Copy the following lines word for word, keeping each one unchanged.
■ ■ ■ ■
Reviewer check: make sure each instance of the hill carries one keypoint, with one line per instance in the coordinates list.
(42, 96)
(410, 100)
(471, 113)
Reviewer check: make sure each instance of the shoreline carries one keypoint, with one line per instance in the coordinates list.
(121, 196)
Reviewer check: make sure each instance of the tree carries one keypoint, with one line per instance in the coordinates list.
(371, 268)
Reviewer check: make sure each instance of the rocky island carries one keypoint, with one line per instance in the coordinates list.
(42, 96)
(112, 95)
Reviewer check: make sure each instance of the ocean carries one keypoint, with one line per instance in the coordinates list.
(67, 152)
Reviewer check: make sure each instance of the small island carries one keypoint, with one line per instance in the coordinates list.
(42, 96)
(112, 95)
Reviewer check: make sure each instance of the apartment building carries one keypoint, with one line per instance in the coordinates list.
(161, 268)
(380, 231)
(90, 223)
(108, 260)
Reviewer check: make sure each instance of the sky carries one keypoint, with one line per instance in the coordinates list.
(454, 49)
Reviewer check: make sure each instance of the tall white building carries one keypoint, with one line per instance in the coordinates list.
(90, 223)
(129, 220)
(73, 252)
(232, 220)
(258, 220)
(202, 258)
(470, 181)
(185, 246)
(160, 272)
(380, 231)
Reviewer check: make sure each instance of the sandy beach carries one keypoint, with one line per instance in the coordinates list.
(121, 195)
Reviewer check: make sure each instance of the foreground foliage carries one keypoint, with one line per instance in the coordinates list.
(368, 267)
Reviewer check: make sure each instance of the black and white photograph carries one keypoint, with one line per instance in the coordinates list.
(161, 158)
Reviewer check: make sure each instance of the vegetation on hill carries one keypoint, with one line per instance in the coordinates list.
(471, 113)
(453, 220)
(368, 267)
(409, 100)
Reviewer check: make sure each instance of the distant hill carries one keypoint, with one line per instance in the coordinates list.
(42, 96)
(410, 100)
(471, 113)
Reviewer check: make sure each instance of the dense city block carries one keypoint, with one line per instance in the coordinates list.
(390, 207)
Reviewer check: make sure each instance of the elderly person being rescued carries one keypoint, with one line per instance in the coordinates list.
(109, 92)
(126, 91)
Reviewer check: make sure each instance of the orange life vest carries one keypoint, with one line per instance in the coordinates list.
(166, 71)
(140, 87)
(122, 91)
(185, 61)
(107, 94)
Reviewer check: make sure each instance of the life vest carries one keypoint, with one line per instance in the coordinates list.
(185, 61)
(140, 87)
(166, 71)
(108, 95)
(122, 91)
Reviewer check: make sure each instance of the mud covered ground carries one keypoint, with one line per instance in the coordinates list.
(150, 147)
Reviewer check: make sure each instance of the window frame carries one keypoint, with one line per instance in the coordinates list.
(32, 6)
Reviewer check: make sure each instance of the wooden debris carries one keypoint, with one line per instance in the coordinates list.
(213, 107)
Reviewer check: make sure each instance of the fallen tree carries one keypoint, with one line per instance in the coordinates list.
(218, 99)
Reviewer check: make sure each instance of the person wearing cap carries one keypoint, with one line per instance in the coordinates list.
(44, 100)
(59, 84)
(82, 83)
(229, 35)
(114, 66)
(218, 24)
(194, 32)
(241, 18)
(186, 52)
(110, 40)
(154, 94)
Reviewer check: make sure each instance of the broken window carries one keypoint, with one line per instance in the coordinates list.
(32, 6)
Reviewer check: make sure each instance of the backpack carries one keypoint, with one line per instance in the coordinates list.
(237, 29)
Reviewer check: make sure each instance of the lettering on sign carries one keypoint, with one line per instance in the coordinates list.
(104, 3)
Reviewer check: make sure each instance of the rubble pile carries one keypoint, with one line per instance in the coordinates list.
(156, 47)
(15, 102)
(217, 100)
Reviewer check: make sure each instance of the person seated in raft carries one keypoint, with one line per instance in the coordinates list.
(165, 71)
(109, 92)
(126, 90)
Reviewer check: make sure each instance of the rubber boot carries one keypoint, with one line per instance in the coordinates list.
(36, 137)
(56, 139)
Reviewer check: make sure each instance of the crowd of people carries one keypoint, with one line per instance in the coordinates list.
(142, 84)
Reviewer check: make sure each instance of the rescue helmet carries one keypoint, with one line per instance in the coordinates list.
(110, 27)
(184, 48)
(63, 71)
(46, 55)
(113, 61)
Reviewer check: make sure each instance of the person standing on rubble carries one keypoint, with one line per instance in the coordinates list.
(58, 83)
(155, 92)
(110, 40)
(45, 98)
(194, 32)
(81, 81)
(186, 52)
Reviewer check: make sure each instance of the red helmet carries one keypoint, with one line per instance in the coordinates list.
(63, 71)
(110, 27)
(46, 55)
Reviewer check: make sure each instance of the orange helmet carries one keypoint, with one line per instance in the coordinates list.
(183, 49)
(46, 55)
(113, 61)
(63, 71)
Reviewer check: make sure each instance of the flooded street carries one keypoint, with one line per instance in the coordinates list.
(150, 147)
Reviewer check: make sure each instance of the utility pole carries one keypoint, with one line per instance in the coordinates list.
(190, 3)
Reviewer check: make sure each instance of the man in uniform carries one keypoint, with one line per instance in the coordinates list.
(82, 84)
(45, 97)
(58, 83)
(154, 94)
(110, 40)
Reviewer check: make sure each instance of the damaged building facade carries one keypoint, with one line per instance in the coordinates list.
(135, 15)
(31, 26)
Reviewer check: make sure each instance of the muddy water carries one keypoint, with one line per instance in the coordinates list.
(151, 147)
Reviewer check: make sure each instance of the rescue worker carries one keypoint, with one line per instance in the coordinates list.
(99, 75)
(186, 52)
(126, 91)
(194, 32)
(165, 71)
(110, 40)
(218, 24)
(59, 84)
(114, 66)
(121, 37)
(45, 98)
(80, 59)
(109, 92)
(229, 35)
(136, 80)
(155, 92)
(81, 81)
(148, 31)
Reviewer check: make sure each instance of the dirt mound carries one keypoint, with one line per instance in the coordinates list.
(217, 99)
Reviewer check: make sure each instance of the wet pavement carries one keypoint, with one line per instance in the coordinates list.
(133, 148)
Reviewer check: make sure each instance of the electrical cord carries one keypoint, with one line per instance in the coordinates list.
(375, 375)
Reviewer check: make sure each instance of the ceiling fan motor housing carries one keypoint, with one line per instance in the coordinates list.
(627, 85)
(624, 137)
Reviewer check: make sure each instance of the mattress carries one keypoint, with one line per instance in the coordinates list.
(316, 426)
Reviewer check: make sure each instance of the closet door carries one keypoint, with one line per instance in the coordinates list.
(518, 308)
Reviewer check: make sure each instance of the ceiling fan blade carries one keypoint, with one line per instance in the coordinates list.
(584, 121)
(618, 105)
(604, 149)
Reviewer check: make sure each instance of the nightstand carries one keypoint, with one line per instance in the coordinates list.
■ ■ ■ ■
The completed task.
Reviewer check: make sure each instance of the hill carries one keypoint, with one line per instance in the coordinates list.
(42, 96)
(410, 100)
(471, 113)
Reviewer check: make sure each instance of the shoreline carries one keypoint, with one line per instance in the coordinates list.
(121, 196)
Reviewer check: make sure each instance of the tree carries one keypoint, with one line per instance in the coordinates list.
(371, 268)
Reviewer check: make sure each instance of the rocky island carries one keypoint, with one line per instance in the coordinates list.
(42, 96)
(112, 95)
Reviewer check: make sure each instance of the ocean carries one keypoint, with one line per instance in the coordinates list.
(67, 152)
Reviewer check: make sure each instance of the small island carries one keypoint, with one line per instance in the coordinates list.
(42, 96)
(112, 95)
Reviewer check: make sure each instance of the apartment building carries one keypoint, with one line per instance in the coordinates list.
(161, 268)
(380, 231)
(90, 223)
(108, 260)
Reviewer check: make sure each instance of the sky carries one keypoint, with one line per instance in the coordinates list.
(454, 49)
Reviewer check: make sure each instance of the tall white building carries one keypoint, with one line per instance in the coordinates list.
(90, 223)
(129, 220)
(73, 252)
(232, 220)
(258, 220)
(202, 258)
(470, 181)
(185, 246)
(160, 272)
(380, 231)
Reviewer check: make sure each instance of the sandy beach carries one keypoint, with one line per instance in the coordinates list.
(121, 195)
Reviewer check: make sure each instance of the foreground foliage carries one keypoint, with one line per instance in the coordinates list.
(368, 267)
Reviewer check: make sure each instance of the black and white photograph carries one keypoint, with one line per instance in the coordinates list.
(161, 158)
Reviewer check: make sure each instance of the vegetation on hill carries one keypoint, with one line per instance in the coordinates list.
(471, 113)
(453, 220)
(368, 267)
(409, 100)
Reviewer check: make sure each instance of the distant hill carries one keypoint, with one line per instance in the coordinates list.
(42, 96)
(410, 100)
(471, 113)
Reviewer check: make sure each instance of the dense city block carries one keypoint, with one line per instance in the coordinates list.
(390, 207)
Reviewer check: make sure each instance of the elderly person being rescued carries one keypoint, with one line per instance in the coordinates list.
(109, 92)
(126, 91)
Reviewer check: make sure each instance of the orange life vest carries one keypoint, with one line per instance in the coordinates list.
(166, 71)
(140, 87)
(122, 91)
(185, 61)
(107, 94)
Reviewer check: make sure each instance of the life vest carries one keypoint, with one line per instance in the coordinates list.
(185, 61)
(140, 87)
(166, 71)
(108, 95)
(122, 91)
Reviewer check: make sure each instance of the mud covered ground carries one keypoint, with one line per instance in the coordinates list.
(150, 147)
Reviewer check: make sure each instance of the window frame carries one keypoint, with one line per instance in the coordinates list.
(32, 6)
Reviewer check: make sure each instance of the wooden debris carries one keypoint, with one line per instance in the coordinates list.
(213, 107)
Reviewer check: make sure each instance of the fallen tree carries one keypoint, with one line per instance in the coordinates list.
(218, 99)
Reviewer check: make sure each instance of the person wearing cap carries one keypoint, with one line per instance in the coordinates list.
(44, 100)
(59, 84)
(82, 83)
(229, 35)
(114, 66)
(218, 24)
(194, 32)
(241, 18)
(186, 52)
(110, 40)
(154, 94)
Reviewer check: make sure each instance of the broken window carries one keypoint, with one line per instance in the coordinates list.
(32, 6)
Reviewer check: make sure each instance of the backpack carries one keypoint, with one line per instance in the coordinates list.
(237, 29)
Reviewer check: make sure each instance of the lettering on sign carries one keypoint, with one line per instance in the coordinates list.
(104, 3)
Reviewer check: make sure each instance of the rubble pile carries one keypoint, with one line per instance in the coordinates list.
(156, 47)
(15, 102)
(217, 100)
Reviewer check: make sure each instance of the person seated in raft carries one keypoint, with one line per instance in the coordinates list.
(165, 71)
(109, 92)
(126, 90)
Reviewer check: make sure each instance of the rubber boot carries one keypoint, with one line per instance in the coordinates list.
(36, 137)
(56, 139)
Reviewer check: make sure each instance of the crowd of people carries one keypoint, with one line per instance in the coordinates list.
(142, 84)
Reviewer check: make sure each instance of the rescue helmet carries one keypoint, with one line per instance in the coordinates list.
(110, 27)
(184, 48)
(63, 71)
(46, 55)
(113, 61)
Reviewer check: make sure each instance of the person standing on rubble carries one keypoint, with one line per instance in the coordinates list.
(58, 83)
(155, 92)
(110, 40)
(45, 98)
(194, 32)
(81, 81)
(186, 52)
Reviewer check: make sure each instance of the red helmet carries one keypoint, with one line per instance in the coordinates list.
(63, 71)
(110, 27)
(46, 55)
Reviewer check: make sure each instance of the orange helmet carries one keypoint, with one line per instance in the coordinates list.
(183, 49)
(46, 55)
(113, 61)
(63, 71)
Reviewer check: make sure each instance of the flooded street carries one keypoint, with one line per instance in the coordinates list.
(150, 147)
Reviewer check: make sure each instance of the utility pole carries one keypoint, with one line per instance in the coordinates list.
(190, 3)
Reviewer check: make sure each instance of the man in uniform carries one keypoint, with one line per instance in the coordinates list.
(82, 84)
(45, 97)
(58, 83)
(154, 94)
(110, 40)
Reviewer check: make sure each instance of the damaged building facade carries one keypoint, with one line per instance in the coordinates list.
(135, 15)
(31, 26)
Reviewer check: make sure each instance of the muddy water carries one keypoint, with one line per instance in the coordinates list.
(151, 147)
Reviewer check: make sure each instance of the rescue worker carries one keypoint, with one line per instance in the coordinates list.
(99, 75)
(186, 52)
(126, 91)
(194, 32)
(165, 71)
(110, 40)
(218, 24)
(59, 84)
(114, 66)
(121, 37)
(45, 98)
(80, 59)
(109, 92)
(229, 35)
(136, 80)
(155, 92)
(81, 81)
(148, 31)
Reviewer check: make sure each instance of the dirt mound carries one keypoint, with one line per instance in the coordinates list.
(217, 99)
Reviewer check: make sure each instance of the wet pavement carries one keypoint, with one line per instance in the coordinates list.
(133, 148)
Reviewer check: make sure each instance of the electrical cord carries one keypoint, with one line per instance in the coordinates list.
(375, 375)
Reviewer check: make sure each instance of the ceiling fan motor housing carries one keypoint, with one line per instance in the coordinates list.
(627, 85)
(624, 137)
Reviewer check: make sure each instance of the mattress carries one keypoint, with one line per instance in the coordinates list.
(316, 426)
Reviewer check: make sure each instance of the closet door carries one keypoint, with one line per instance in the coordinates list.
(518, 308)
Reviewer check: make sure each instance of the ceiling fan blade carries one keypoint, with one line per instance in the coordinates list.
(584, 121)
(618, 105)
(604, 149)
Reviewer check: make sure each instance of the nightstand carries one keypoint, with one line per instance in the coordinates list.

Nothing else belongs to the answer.